TASK OBJECTIVE: How many of the lines below contain the word "stream"? Reply with the number alone.

EXCERPTED DATA:
____

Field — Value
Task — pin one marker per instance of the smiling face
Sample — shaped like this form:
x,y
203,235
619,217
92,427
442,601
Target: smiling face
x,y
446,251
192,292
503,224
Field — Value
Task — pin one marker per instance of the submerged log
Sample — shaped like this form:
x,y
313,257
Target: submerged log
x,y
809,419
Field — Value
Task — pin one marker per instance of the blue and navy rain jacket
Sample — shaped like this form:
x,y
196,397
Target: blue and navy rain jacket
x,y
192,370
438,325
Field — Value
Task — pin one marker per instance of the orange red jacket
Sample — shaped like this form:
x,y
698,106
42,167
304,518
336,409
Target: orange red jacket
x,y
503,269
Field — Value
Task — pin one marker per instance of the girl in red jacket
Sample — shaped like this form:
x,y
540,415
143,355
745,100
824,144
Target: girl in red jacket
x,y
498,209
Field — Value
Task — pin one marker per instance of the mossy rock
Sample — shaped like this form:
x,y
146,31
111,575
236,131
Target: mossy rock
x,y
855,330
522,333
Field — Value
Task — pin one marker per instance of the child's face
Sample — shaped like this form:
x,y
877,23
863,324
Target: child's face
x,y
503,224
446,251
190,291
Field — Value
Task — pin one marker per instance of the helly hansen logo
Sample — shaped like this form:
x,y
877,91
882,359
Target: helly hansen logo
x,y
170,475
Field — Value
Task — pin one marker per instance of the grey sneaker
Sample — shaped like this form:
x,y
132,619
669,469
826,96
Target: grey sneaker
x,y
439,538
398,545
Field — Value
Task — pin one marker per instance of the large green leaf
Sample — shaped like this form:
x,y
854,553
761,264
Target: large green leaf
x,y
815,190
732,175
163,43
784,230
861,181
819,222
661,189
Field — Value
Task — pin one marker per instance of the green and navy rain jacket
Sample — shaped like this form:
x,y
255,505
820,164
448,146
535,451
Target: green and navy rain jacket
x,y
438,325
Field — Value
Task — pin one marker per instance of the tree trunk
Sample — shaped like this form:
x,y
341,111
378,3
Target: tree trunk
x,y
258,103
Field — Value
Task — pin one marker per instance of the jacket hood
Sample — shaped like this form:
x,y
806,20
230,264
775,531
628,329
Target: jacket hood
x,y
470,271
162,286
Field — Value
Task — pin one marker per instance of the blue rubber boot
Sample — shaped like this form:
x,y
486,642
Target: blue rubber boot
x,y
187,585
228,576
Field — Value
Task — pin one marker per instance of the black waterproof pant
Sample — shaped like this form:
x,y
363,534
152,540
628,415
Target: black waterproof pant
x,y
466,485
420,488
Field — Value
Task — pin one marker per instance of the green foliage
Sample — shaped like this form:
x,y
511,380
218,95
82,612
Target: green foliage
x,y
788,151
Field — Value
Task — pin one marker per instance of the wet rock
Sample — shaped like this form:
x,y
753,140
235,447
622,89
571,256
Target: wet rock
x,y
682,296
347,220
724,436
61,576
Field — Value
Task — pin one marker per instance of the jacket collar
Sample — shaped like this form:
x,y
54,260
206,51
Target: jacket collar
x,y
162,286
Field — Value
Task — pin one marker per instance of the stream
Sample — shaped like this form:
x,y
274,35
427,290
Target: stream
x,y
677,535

____

FINISHED ANSWER: 2